## Testo del documento
La sentenza di primo grado porta la data del penultimo dell’anno 2013. Quindi gli avvocati dei 16 condannati avevano presentato appello. Mai avrebbero pensato che il processo di secondo sarebbe stato fissato a distanza di 25 anni dai fatti contestati. L’operazione antidroga “Spaccata”, condotta a Frosinone da carabinieri e polizia al Casermone, riguarda episodi di spaccio di sostanze stupefacenti, cocaina e hashish, che vanno dall’estate del 2000 al marzo del 2021, periodo nel quale è terminato l’ascolto delle conversazioni intercettate. Per quegli episodi, il giudice monocratico del tribunale di Frosinone, dopo che il pm aveva richiesto pene fino a otto anni di reclusione, aveva inflitto una condanna a 5 anni, quattro condanne a 4 anni e 10 mesi, tre condanne a 4 anni e mezzo e otto a 4 anni. Più alcune assoluzioni, mentre altri imputati avevano scelto altre strade.

Eppure, dopo tutti questi anni, con la prescrizione che incombe veloce, la giustizia ha battuto un colpo. L’anno scorso, di questi tempi, veniva fissata una prima udienza d’appello, calendarizzata a ottobre, che poi è slittata a oggi. Quando il caso, a 11 anni e mezzo, dalla sentenza tornerà in aula. Il processo aveva riguardato 26 persone, assistite dagli avvocati Giampiero Vellucci, Roberto Filardi, Nicola Ottaviani, Enrico Pavia, Pietro Pomanti ed Emanuele Carbone. Tra il 2003 e il 2004 si era svolta l’udienza preliminare. Quindi a fine 2005, dopo una serie di udienze saltate per vizi procedurali, veniva aperto il dibattimento. Il processo proseguiva così tra udienze dedicate all’ascolto dei testimoni dell’accusa e rinvii per legittimi impedimenti, ma anche a causa della mancata presentazione in aula di diversi testi per i quali è stato necessario l’accompagnamento coattivo. Il pm formulava le conclusioni a settembre 2012 e, dopo altri rinvii e le discussioni delle difese si arrivava al 30 dicembre con la lettura del dispositivo e, quindi, a giugno dell’anno successivo, con il deposito delle motivazioni.

## Esercizio
Rispondi a queste domande sul testo relativo all'operazione "Spaccata":
1. Chi ha condotto l'operazione antidroga al Casermone di Frosinone?
2. Quante persone aveva riguardato il processo?
3. In quale periodo si era svolta l'udienza preliminare?

## Dati disponibili
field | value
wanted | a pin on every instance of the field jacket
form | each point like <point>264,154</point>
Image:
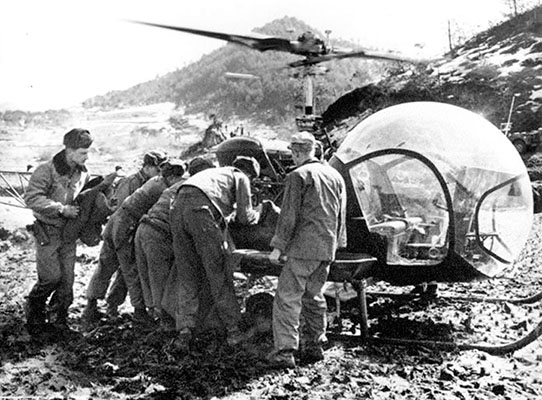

## Soluzione
1. Carabinieri e polizia.
2. 26 persone.
3. Tra il 2003 e il 2004.